ENCARGO A ▸ Enumera todas las oraciones exclamativas que aparecen en el artículo sobre cómo ser de bendición para personas inconversas.
ENCARGO B ▸ Reproduce sin cambios el fragmento del artículo sobre cómo ser de bendición para personas inconversas que empieza con las palabras "Era, y es, tan" y termina con "del recién convertido!".
ENCARGO C ▸ En el artículo sobre cómo ser de bendición para personas inconversas, ¿cuánto tiempo hace de la conversión de quien escribe?

Este artículo se lo debo a
Ruth A. Y por ello le doy las gracias. Siempre son bienvenidas las ideas, ya
que me pidió que escribiera sobre este tema en un comentario que me dejó en el
blog. Espero que esto fuera más o menos lo que buscaba y que les sirva a todos
los lectores.
La propuesta de Ruth fue
muy clara: “Quisiera que haga un capítulo en donde se dé a conocer cómo es que
podemos ser de bendición y transformación en la vida de personas que son
inconversas”. La cuestión en sí no tiene nada de simple y es más compleja de lo
que puede parecer en primera instancia. No basta con señalar varios aspectos y
listo. Hay tantos matices que intentaré abrir el abanico y mostrarlos todos en
panorámica. Y lo voy a hacer desde un punto de vista que puede parecer
pesimista, cuando en realidad es realista, viendo lo que sí podemos hacer y lo
que no está en nuestra mano.
No depende completamente de nosotros
Cuando una persona se
convierte, por norma general quiere dar a conocer a todos los que le rodean el
mensaje de salvación. El ser humano no puede comunicar una bendición mayor que
aquella en la que se anuncia las Buenas Nuevas: que Cristo murió por nuestros
pecados y que resucitó de entre los muertos para justificarnos delante del
Padre, y todo el que cree ese mensaje de puro corazón, pasa a ser un hijo de
Dios y es salvado. En mi caso, hace más de veinte años, no fue una excepción:
amigos y la inmensa mayoría de mis familiares, fueron testigos, semana tras
semana, de este mensaje. A algunos de ellos iba a visitarlos con pura alegría,
explicándoles la realidad de distintas maneras y adaptándolas a su conocimiento
e inteligencia, para que pudieran comprenderlo sin dificultad. A otros les
regalaba libros o le preparaba escritos y que así pudieran leerlos tranquilamente cuando yo me fuera.
Era, y es, tan claro, que pensaba que todos lo aceptarían. ¿Quién iba a
rechazar algo así? ¡Sería como despreciar un boleto de lotería premiado con
millones de euros! ¡Ay, ingenuo de mí! ¡Ingenuo del recién convertido!

REGISTROS ▸

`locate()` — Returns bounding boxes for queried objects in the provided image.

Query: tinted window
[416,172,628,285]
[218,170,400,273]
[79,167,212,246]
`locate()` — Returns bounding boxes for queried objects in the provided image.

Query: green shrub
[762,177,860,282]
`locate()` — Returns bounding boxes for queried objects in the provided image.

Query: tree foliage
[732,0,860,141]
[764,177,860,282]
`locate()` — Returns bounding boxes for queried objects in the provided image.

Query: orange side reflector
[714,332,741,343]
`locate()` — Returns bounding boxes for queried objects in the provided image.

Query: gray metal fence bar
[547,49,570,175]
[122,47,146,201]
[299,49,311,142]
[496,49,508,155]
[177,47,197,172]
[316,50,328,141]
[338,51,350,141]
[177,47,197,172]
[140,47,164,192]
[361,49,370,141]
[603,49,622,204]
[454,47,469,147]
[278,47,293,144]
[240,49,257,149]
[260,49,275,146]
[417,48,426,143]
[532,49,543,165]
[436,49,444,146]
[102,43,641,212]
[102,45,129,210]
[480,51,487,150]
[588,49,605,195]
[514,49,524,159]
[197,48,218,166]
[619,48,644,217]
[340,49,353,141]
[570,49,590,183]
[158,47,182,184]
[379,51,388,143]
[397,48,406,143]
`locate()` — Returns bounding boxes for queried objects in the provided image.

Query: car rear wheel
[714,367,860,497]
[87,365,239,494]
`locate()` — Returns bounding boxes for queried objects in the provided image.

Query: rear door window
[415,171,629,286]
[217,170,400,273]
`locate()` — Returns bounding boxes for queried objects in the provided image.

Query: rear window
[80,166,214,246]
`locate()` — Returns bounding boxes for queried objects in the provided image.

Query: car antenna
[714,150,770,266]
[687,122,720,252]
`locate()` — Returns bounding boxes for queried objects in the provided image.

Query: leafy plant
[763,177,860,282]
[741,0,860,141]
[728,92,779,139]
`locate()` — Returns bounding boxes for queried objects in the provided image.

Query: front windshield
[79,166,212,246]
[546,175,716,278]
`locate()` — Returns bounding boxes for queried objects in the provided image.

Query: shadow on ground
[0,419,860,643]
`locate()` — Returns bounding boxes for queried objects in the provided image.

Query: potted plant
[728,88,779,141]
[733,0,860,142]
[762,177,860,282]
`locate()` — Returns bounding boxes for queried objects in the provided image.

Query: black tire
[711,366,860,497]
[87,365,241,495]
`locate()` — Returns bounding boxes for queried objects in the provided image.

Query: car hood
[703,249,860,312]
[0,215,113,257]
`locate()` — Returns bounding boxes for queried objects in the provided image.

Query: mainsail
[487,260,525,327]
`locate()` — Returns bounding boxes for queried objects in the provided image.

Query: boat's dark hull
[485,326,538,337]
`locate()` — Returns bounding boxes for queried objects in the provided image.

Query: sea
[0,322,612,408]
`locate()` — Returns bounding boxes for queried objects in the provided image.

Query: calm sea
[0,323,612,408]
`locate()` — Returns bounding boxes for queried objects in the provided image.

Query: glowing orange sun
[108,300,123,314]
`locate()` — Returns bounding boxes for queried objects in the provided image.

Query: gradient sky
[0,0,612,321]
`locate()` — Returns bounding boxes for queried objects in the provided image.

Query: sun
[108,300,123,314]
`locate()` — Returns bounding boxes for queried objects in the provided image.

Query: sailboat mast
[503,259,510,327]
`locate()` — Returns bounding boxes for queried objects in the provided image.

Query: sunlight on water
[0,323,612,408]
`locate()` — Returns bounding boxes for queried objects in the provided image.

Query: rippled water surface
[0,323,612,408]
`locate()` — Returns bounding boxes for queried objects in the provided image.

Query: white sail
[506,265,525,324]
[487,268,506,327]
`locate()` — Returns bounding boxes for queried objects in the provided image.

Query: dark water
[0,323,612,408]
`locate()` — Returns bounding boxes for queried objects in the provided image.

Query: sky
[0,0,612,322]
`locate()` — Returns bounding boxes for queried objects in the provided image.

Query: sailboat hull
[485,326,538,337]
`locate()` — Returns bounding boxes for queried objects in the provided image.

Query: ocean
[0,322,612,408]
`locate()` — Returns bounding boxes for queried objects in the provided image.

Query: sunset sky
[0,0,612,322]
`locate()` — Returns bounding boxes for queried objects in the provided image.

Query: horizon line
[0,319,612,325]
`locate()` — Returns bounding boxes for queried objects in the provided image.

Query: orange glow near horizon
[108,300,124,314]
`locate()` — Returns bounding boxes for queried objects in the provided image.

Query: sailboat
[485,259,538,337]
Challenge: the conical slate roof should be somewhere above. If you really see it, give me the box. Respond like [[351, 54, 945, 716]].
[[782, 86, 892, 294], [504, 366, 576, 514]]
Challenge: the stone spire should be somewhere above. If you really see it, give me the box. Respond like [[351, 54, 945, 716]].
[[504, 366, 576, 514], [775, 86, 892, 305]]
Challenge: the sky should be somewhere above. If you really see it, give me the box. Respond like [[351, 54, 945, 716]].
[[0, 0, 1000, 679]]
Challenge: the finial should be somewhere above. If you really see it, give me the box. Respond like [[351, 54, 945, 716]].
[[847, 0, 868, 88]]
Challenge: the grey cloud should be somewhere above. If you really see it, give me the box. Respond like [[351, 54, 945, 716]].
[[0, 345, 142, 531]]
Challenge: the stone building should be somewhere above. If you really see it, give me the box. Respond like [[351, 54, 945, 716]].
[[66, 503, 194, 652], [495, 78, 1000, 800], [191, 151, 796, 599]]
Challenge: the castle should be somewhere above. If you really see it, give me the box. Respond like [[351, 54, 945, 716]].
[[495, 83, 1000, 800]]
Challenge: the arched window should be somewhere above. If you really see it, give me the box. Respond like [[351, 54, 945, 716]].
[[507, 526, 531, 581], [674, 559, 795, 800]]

RESPUESTA A ▸
- ¡Sería como despreciar un boleto de lotería premiado con millones de euros!
- ¡Ay, ingenuo de mí!
- ¡Ingenuo del recién convertido!

RESPUESTA B ▸
Era, y es, tan claro, que pensaba que todos lo aceptarían. ¿Quién iba a
rechazar algo así? ¡Sería como despreciar un boleto de lotería premiado con
millones de euros! ¡Ay, ingenuo de mí! ¡Ingenuo del recién convertido!

RESPUESTA C ▸ Más de veinte años.